An exact, complete copy of the entries below is required, minus any pictures.

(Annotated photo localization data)
>>>
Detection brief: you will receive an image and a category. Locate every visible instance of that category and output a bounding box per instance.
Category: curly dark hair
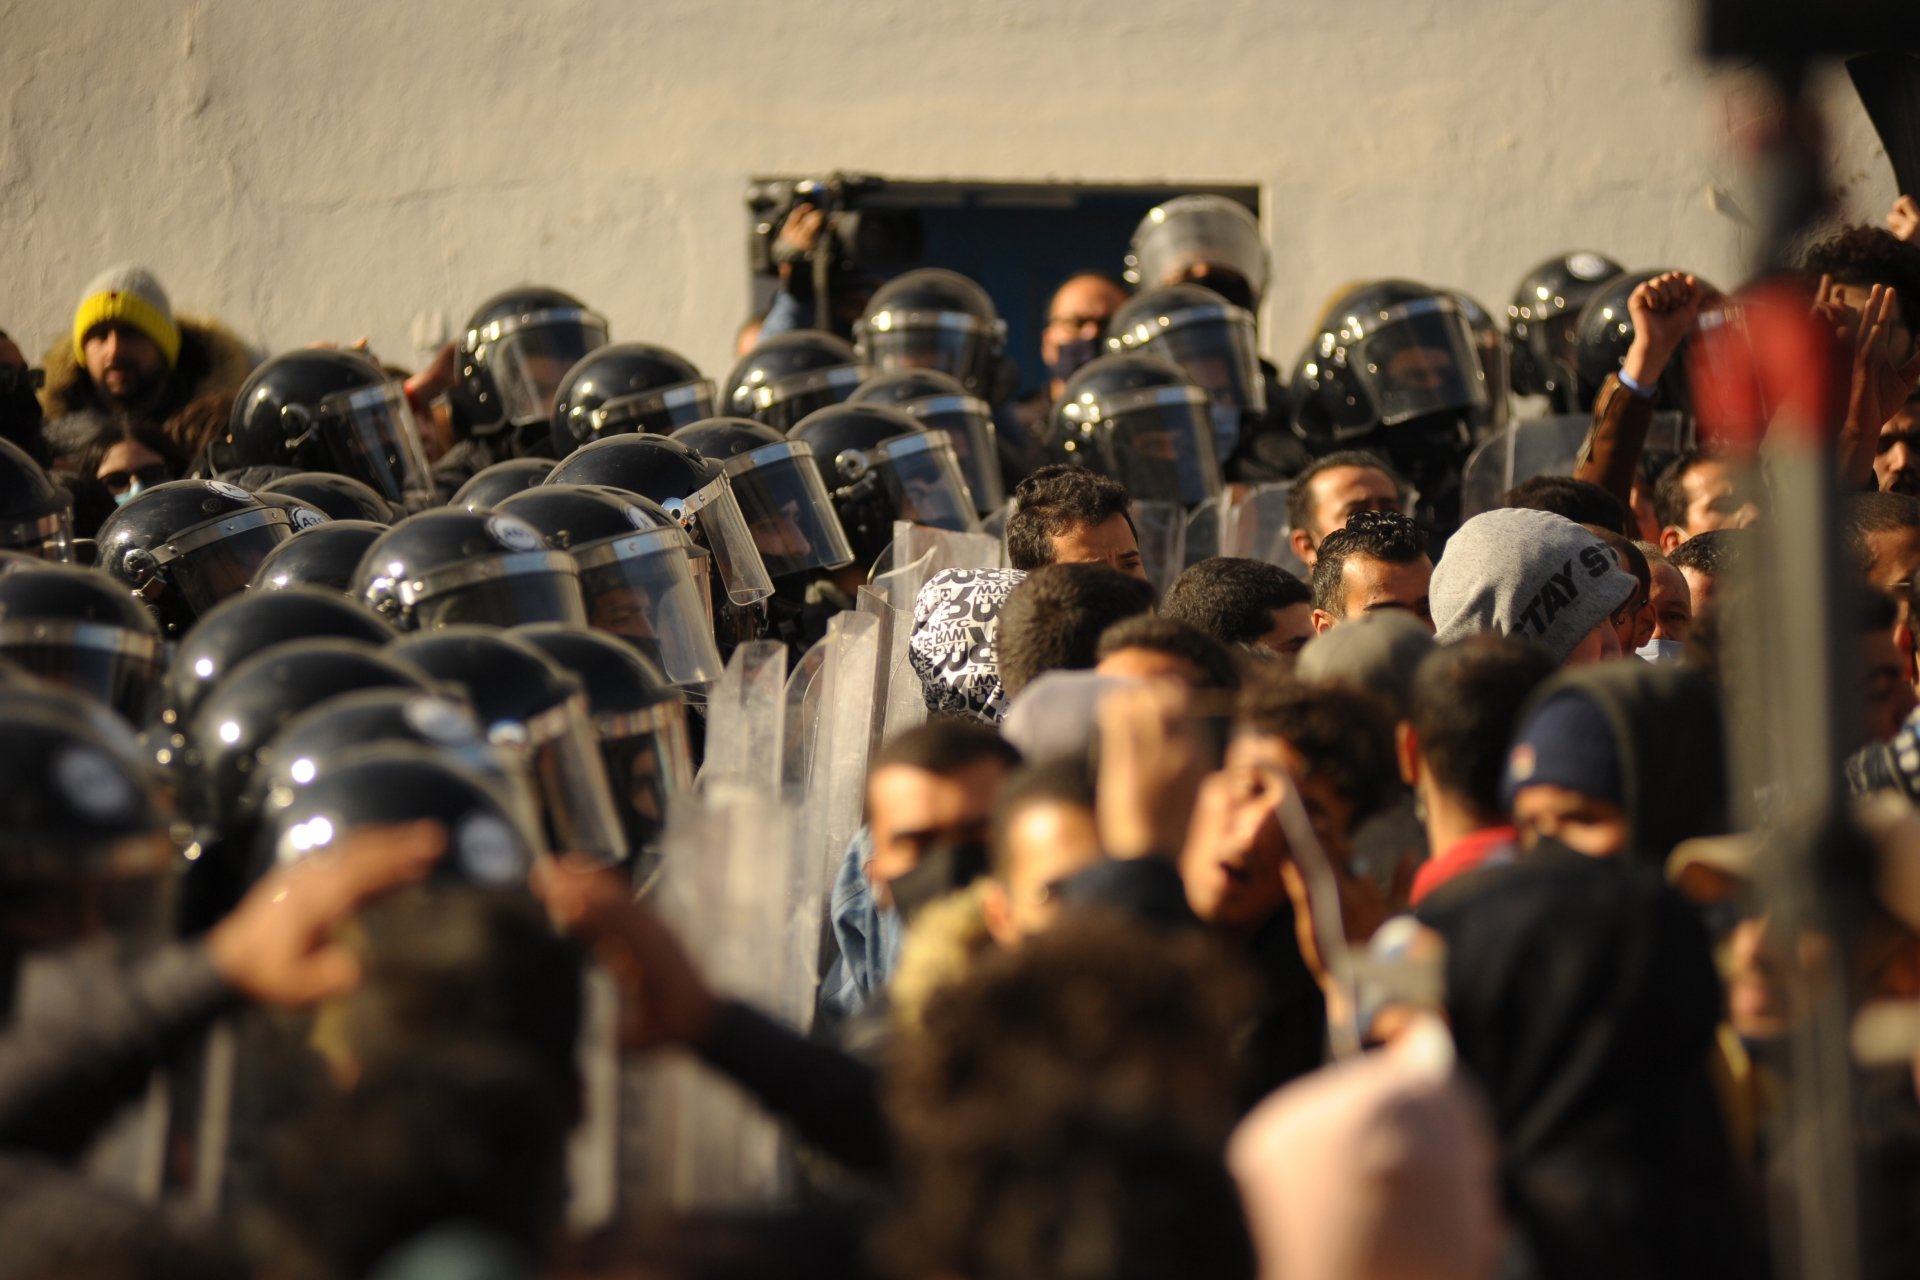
[1005,464,1136,571]
[1285,449,1405,540]
[1802,224,1920,330]
[1161,556,1310,646]
[1308,509,1428,618]
[1233,669,1399,824]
<<<
**Response area:**
Detection brief: you will receive an image and a category. Locate every visible instance of that category and output a bounding box per instance.
Category: curly dark hair
[1005,464,1136,571]
[1285,449,1405,540]
[1802,224,1920,330]
[1161,556,1310,646]
[1308,509,1428,618]
[1233,669,1399,824]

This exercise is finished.